» Exercise instructions: Without further comment, state how many lines in the listing below contain the word "stone".

[Provided records Boundary: Start]

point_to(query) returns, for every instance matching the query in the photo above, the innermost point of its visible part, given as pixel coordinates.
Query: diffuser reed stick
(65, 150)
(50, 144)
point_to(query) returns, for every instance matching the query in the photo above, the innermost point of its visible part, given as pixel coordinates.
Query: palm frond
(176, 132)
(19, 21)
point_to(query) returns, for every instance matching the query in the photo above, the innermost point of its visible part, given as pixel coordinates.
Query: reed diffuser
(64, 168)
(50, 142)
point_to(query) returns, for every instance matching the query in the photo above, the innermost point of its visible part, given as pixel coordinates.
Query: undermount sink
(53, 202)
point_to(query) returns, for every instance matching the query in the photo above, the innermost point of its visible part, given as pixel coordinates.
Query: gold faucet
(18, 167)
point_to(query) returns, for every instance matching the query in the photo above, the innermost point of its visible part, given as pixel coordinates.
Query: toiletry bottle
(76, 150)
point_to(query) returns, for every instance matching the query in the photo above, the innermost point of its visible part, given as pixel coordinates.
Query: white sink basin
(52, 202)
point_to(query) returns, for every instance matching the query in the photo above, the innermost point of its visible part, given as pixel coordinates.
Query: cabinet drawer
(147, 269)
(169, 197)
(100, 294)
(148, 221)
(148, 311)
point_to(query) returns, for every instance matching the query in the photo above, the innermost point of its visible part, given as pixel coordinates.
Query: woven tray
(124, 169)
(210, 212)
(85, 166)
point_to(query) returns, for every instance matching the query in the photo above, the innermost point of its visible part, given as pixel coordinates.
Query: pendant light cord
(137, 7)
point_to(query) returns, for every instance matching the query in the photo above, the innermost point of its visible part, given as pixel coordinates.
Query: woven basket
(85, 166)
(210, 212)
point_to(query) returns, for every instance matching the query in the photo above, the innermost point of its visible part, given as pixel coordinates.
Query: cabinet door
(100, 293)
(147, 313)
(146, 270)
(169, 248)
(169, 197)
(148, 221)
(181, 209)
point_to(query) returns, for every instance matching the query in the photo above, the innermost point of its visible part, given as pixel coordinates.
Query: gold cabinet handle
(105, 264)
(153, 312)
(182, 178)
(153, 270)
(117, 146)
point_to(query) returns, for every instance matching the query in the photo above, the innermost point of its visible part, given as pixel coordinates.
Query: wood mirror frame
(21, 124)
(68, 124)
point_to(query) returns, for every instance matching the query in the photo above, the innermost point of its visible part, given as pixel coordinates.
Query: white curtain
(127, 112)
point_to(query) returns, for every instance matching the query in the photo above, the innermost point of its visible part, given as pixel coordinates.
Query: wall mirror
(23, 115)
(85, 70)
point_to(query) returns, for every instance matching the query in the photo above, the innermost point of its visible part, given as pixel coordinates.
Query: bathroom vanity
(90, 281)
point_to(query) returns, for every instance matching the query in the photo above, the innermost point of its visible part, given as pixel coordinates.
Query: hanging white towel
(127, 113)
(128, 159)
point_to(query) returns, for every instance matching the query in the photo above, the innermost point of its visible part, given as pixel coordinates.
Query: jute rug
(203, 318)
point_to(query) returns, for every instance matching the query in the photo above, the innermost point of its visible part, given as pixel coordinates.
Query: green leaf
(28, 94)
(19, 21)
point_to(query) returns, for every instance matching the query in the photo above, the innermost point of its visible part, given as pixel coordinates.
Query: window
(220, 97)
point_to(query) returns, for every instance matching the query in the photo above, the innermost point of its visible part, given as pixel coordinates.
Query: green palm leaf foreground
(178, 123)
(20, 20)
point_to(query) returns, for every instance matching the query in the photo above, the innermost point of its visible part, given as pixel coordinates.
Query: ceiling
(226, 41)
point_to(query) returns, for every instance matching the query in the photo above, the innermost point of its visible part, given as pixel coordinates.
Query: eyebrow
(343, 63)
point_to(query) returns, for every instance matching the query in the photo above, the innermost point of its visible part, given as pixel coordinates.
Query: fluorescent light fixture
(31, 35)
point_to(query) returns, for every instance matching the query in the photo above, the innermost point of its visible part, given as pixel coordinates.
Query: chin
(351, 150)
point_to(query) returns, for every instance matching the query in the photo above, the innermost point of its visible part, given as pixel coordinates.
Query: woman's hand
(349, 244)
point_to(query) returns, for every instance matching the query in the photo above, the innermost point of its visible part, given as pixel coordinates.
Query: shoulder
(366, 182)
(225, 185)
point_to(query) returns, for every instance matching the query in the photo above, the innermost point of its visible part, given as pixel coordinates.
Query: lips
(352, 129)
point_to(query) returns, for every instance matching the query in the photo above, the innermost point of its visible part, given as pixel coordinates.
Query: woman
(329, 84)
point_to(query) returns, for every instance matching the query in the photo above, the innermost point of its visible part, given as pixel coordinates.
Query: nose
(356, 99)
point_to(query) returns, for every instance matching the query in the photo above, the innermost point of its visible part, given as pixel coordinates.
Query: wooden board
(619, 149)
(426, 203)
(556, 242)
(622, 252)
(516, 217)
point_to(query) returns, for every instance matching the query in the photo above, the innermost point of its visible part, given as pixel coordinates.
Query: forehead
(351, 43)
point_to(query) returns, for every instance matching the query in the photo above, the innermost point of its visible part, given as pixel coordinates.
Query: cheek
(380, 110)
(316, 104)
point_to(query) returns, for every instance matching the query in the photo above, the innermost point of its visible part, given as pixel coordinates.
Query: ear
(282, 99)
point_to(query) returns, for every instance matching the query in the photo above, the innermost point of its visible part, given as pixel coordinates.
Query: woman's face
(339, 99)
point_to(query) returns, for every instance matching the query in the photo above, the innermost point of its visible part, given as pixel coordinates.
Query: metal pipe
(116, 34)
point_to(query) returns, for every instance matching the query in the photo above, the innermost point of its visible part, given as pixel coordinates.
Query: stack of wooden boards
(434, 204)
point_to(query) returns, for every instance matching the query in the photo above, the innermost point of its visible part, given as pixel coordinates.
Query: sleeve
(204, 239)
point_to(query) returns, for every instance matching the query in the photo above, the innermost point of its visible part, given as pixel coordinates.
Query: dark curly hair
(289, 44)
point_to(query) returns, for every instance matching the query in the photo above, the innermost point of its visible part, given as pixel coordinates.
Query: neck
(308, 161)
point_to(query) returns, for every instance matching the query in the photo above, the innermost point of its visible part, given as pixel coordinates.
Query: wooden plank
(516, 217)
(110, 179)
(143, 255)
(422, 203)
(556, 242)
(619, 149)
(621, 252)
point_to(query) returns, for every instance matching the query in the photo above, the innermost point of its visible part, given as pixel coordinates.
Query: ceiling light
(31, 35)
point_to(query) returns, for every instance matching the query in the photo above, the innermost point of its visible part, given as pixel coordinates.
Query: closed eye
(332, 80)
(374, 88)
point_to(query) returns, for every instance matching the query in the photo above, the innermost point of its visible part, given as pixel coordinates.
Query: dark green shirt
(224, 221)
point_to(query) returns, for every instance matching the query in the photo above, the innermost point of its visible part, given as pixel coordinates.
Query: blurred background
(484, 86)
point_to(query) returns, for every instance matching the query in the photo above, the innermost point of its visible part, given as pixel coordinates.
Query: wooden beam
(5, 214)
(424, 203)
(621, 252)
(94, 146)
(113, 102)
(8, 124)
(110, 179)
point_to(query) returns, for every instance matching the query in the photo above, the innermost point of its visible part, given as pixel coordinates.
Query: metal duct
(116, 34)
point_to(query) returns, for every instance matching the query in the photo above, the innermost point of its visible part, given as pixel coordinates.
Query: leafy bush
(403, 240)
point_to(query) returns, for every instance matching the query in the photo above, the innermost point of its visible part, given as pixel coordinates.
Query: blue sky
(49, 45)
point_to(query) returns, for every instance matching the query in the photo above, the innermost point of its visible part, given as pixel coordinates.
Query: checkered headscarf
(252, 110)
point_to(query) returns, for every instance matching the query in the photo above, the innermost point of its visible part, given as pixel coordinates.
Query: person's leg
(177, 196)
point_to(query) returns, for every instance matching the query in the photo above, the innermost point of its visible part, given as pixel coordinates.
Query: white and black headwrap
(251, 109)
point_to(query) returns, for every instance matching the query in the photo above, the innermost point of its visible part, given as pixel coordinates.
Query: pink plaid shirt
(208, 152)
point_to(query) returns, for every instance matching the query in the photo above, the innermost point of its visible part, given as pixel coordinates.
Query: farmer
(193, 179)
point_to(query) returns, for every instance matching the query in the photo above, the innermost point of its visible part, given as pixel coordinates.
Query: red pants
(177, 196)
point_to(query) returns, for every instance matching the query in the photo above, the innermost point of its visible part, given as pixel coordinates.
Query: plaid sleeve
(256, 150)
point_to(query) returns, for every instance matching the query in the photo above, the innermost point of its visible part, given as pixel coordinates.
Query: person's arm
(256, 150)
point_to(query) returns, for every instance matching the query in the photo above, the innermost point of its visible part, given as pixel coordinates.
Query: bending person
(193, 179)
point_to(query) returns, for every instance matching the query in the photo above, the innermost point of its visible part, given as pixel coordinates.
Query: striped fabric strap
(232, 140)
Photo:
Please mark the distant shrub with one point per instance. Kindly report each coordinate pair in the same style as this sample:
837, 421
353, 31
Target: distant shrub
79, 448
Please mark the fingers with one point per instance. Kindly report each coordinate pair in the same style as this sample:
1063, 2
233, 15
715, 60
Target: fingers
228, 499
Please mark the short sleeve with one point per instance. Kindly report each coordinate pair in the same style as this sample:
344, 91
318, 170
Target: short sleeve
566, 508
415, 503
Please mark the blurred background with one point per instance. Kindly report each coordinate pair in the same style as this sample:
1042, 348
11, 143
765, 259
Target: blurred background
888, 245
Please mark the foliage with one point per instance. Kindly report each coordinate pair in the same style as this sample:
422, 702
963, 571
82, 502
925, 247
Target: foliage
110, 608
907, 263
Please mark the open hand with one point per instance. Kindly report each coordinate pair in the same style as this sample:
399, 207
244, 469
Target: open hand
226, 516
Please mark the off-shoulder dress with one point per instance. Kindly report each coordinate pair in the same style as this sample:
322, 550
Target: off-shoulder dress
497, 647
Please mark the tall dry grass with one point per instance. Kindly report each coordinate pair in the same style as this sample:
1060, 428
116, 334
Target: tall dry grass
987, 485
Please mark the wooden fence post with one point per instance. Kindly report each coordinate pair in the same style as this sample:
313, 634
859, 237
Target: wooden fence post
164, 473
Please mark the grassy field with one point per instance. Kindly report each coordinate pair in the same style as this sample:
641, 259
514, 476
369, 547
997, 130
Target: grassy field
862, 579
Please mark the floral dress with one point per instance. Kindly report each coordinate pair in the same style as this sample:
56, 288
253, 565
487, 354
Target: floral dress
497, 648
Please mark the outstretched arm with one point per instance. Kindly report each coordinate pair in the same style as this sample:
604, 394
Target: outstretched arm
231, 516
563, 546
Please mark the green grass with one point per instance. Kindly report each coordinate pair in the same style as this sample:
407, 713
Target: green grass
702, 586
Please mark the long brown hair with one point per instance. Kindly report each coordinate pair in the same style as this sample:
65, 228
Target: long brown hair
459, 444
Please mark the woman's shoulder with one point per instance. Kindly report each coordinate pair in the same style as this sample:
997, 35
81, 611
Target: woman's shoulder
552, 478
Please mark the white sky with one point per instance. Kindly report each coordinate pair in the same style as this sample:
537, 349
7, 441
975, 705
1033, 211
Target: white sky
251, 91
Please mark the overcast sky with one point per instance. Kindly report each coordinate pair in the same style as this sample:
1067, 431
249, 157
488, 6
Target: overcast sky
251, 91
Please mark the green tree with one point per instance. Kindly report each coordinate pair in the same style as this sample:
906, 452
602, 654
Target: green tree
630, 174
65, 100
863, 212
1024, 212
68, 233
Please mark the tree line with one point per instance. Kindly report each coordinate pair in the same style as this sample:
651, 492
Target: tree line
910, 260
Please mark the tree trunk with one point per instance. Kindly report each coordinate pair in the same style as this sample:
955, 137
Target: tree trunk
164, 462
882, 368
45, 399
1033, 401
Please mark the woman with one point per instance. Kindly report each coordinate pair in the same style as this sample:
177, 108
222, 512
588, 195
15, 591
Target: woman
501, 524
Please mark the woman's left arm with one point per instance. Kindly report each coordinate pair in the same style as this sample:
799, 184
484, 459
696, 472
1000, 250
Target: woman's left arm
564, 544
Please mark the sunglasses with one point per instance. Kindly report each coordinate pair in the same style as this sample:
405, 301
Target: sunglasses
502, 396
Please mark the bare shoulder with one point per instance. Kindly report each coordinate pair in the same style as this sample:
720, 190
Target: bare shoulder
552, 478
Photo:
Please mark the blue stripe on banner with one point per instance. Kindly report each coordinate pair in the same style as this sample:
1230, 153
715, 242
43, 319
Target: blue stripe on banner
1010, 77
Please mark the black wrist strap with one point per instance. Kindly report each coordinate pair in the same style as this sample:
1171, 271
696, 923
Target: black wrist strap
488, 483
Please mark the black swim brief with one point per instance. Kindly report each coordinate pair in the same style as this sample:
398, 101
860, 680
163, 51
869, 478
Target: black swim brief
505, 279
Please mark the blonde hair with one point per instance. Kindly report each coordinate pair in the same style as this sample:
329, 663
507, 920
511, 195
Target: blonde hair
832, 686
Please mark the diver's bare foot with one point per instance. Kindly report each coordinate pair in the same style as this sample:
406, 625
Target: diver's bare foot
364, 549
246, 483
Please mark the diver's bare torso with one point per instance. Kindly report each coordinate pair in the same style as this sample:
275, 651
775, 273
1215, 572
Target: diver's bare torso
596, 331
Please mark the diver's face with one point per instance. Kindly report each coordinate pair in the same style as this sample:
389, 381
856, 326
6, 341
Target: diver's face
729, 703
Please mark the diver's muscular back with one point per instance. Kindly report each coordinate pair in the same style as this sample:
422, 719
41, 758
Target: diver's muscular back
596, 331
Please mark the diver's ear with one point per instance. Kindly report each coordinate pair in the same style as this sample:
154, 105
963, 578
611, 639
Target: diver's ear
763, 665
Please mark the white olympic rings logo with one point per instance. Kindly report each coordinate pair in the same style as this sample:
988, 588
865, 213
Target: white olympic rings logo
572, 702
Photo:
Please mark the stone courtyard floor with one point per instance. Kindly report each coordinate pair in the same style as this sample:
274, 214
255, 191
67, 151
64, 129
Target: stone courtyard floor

[Provided records Boundary: End]

» Answer for the task: 2